[Excerpts of bounding box data]
>> start

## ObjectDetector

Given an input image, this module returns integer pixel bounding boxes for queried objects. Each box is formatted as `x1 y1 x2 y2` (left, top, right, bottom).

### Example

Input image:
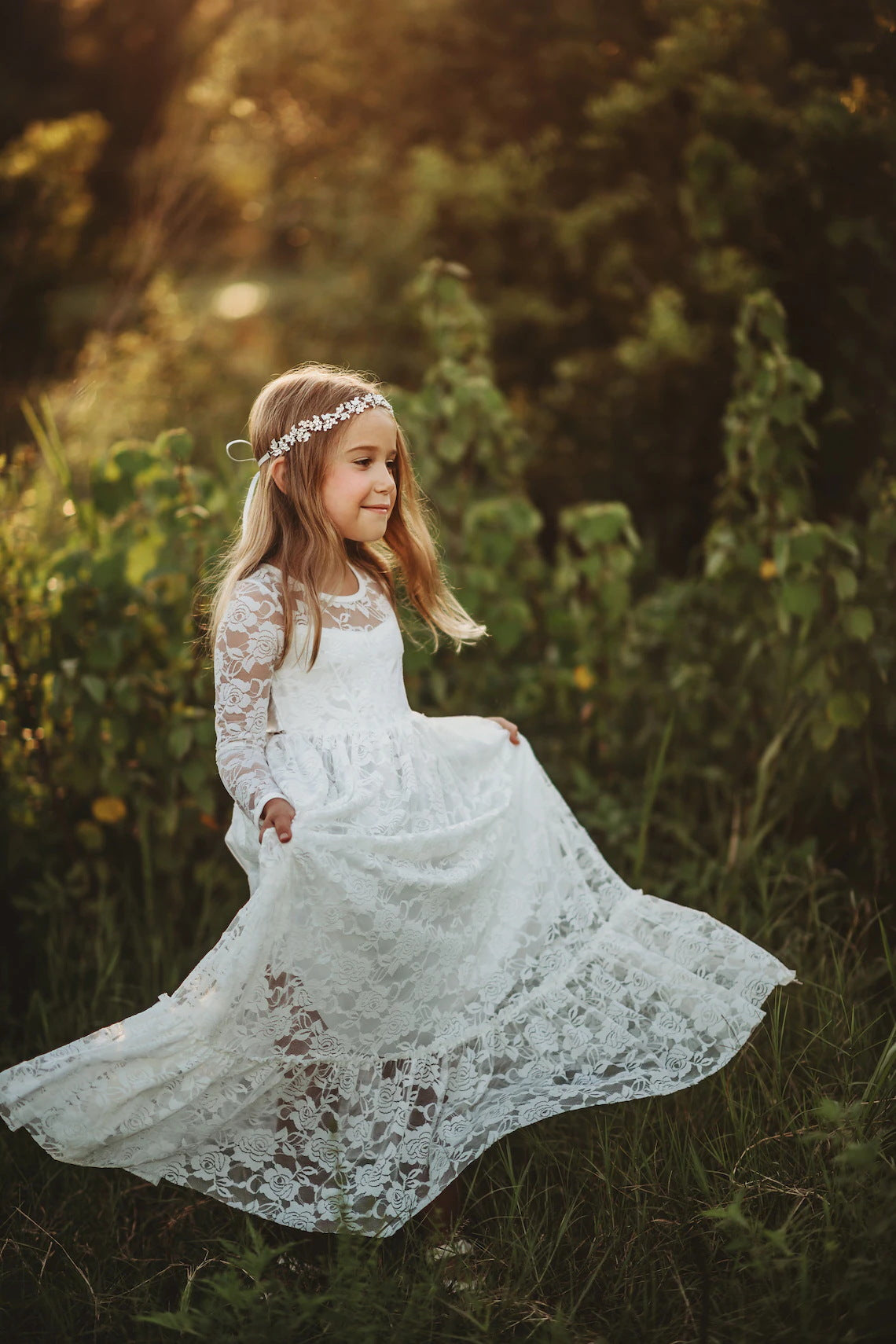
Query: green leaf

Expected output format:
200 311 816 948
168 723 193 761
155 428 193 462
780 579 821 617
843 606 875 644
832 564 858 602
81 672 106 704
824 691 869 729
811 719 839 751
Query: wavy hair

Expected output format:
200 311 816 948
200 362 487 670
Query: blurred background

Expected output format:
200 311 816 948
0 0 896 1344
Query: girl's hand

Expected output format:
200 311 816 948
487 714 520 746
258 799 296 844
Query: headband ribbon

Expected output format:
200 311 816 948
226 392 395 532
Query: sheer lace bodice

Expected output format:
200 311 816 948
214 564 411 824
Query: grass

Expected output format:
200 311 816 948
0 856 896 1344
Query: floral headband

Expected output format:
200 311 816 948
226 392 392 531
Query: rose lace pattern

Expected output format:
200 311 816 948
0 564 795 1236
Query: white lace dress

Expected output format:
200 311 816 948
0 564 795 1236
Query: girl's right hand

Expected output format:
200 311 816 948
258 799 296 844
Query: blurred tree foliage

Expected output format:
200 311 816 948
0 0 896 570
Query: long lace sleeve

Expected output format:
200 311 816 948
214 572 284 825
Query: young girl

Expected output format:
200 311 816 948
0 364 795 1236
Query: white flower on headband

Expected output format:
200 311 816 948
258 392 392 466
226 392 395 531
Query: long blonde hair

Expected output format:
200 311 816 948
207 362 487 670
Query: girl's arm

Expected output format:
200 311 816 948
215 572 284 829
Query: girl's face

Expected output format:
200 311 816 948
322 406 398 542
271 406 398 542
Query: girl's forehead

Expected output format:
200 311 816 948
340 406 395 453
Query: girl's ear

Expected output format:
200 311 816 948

>> end

Aim: Rewrite the stretch from the line containing "Query: girl's ear" through the end of the data, changing "Expected" to "Required" and leaving everything else intact.

Complete output:
Query: girl's ear

Required output format:
200 311 816 948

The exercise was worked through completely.